▶ _What is expected_: Write out the lines starting at the one that holds "# report the" and ending with the final line of the data, exactly and with no others.

Information Block Start

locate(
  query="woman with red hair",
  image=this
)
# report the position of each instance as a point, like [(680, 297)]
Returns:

Information Block End

▶ _Task output_:
# report the position of each instance as a point, like [(680, 297)]
Returns:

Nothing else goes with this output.